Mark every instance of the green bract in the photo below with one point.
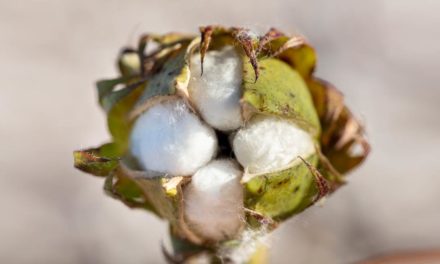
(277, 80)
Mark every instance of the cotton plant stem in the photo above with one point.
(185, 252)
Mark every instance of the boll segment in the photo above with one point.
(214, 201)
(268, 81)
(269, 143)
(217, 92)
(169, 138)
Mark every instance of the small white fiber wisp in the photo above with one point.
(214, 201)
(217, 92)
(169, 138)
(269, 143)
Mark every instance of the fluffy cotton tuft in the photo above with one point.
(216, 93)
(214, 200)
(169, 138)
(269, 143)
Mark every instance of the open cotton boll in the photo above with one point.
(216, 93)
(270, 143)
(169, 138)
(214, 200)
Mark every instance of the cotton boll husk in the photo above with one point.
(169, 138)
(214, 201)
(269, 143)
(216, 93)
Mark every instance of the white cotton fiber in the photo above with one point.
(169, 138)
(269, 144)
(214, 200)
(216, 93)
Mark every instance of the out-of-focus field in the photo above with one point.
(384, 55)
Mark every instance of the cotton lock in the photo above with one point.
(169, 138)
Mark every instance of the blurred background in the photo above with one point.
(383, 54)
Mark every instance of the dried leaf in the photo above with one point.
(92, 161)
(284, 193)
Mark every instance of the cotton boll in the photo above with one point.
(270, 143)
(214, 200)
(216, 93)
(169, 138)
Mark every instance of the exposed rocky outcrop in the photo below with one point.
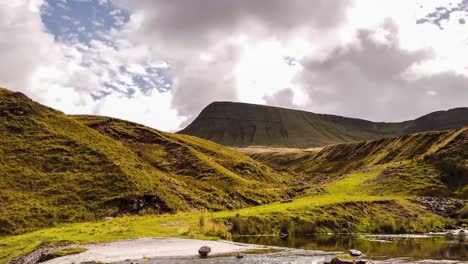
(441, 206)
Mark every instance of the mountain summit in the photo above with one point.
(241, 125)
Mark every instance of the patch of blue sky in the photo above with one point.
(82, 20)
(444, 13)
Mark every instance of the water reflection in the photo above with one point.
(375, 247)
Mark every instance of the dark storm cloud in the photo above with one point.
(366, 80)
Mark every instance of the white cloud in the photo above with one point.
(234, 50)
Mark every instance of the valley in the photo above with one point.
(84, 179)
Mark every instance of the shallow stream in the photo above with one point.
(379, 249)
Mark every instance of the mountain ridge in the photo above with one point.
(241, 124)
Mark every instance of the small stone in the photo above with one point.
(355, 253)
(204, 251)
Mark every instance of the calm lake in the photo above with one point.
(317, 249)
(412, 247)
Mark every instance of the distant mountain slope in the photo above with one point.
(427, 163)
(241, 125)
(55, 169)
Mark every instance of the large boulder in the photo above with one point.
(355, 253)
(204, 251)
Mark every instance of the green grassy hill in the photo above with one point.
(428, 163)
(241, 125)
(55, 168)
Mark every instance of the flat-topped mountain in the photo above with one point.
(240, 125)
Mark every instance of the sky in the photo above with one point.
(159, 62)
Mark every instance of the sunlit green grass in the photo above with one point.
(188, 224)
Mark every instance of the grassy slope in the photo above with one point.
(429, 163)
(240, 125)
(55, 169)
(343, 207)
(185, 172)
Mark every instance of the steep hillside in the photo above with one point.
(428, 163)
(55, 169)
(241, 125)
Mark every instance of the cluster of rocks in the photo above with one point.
------------------------------------
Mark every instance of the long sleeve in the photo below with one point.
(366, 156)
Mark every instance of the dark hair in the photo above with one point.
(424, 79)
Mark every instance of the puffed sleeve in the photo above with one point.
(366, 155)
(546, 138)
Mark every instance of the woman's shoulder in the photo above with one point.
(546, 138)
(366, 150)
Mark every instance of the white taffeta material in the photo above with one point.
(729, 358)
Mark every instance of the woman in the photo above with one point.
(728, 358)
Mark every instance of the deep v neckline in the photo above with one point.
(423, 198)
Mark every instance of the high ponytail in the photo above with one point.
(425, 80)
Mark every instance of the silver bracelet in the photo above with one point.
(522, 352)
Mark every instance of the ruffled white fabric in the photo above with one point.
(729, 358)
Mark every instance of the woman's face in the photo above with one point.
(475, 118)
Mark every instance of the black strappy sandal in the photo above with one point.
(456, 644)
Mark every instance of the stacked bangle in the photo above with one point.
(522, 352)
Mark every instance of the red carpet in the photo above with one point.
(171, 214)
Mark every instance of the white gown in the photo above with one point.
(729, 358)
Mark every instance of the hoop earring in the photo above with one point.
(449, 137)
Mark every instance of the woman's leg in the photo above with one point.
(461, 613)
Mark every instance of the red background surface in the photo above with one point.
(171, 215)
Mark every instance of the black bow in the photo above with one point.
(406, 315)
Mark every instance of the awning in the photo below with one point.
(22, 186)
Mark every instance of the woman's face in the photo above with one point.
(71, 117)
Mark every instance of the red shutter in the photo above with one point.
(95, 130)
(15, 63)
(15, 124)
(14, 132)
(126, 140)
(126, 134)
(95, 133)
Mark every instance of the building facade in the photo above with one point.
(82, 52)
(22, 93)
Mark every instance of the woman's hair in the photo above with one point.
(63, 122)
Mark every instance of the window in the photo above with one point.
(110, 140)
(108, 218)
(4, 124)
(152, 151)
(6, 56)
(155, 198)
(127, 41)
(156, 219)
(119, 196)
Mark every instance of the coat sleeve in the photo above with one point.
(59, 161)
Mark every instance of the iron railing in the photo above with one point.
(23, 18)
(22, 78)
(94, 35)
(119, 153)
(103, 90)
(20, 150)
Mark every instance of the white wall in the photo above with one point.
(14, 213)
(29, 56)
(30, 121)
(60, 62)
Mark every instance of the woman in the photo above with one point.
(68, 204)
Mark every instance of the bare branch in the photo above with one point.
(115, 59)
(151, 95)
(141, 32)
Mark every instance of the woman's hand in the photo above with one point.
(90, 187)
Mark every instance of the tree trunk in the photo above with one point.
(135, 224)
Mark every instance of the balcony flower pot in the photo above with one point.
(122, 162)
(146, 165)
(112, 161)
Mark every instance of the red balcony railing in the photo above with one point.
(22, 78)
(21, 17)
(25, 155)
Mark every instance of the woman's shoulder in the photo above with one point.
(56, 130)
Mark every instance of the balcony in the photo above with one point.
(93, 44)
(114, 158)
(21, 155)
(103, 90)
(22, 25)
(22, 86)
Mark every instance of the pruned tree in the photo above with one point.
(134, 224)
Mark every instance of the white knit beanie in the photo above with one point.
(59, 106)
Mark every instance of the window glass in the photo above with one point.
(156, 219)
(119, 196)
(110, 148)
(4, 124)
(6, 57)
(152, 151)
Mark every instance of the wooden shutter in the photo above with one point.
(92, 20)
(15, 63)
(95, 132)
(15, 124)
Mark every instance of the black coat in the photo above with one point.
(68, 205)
------------------------------------
Goal:
State how many lines of the material above contain the word "mountain", counting case. Give only the number.

Answer for this exercise:
4